PROMPT: In the excerpt on memristor-based neuromorphic systems below, repeat word for word the passage that opens with the words containing "The main obstacles" and closes with "using neural networks.".

EXCERPT PROVIDED:
┏━━
Keywords—memristor, memristive, perceptron, dot-product

## I. INTRODUCTION

The main obstacles for continued performance improvement in future computing systems are reliability and power consumption. Embedded neuromorphic processing systems have significant advantages to offer, such as the ability to solve complex problems while consuming very little power and area [1,2]. These neural network accelerators can be used for a broad number of applications [3]. Furthermore, Chen et al. [4] have shown that Recognition, Mining, and Synthesis (RMS) applications (described by Intel as the key application drivers of future [3]) can be performed using neural networks.

The memristor [5] has received significant attention as a potential building block for neuromorphic systems. The physical realization of the memristor [6] has produced a nanoscale non-volatile device with a large varying resistance range. Voltage pulses can be applied to memristors to alter their conductivity and tune them to a specific resistance state [7-9]. Physical memristors [10-13] can be laid out in a high density grid known as a crossbar [14-16]. Using this layout, memristors have the potential to be fabricated with a synaptic density greater than that of brain tissue [17]. Systems based on these circuits will produce high density, extreme low-power,

neuromorphic hardware that is capable of performing many multiply-add operations in parallel in the analog domain [18,19]. Thus, neuromorphic systems based on memristor crossbars [20-25] have potential to perform at a power efficiency of 6 to 8 orders of magnitude greater than that of traditional RISC processors [26].
┗━━
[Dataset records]
┏━━
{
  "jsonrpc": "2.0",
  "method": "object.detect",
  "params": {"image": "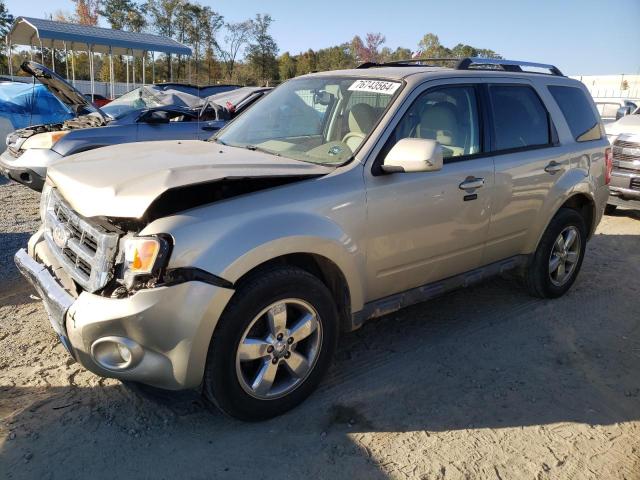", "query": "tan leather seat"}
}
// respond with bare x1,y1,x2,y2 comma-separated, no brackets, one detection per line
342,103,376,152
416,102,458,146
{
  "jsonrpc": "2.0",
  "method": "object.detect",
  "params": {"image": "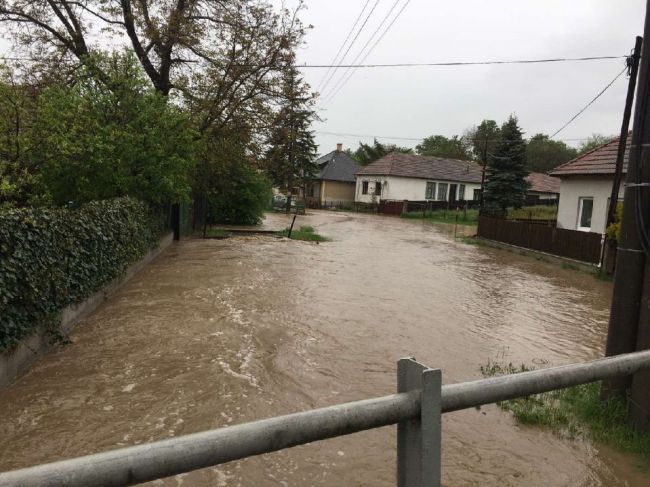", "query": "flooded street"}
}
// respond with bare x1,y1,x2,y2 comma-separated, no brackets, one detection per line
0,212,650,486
┗━━
┏━━
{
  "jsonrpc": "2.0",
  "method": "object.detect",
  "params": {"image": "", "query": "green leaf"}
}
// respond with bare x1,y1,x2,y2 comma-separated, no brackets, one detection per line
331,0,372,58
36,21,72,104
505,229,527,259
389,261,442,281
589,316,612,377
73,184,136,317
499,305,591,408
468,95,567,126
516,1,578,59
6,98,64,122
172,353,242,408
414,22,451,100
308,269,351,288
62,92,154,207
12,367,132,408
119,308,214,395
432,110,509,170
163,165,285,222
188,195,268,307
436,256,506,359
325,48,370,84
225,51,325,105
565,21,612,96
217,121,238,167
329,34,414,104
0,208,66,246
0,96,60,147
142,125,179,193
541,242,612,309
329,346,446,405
┗━━
RESULT:
The main obstacles for continued performance improvement in future computing systems are reliability and power consumption. Embedded neuromorphic processing systems have significant advantages to offer, such as the ability to solve complex problems while consuming very little power and area [1,2]. These neural network accelerators can be used for a broad number of applications [3]. Furthermore, Chen et al. [4] have shown that Recognition, Mining, and Synthesis (RMS) applications (described by Intel as the key application drivers of future [3]) can be performed using neural networks.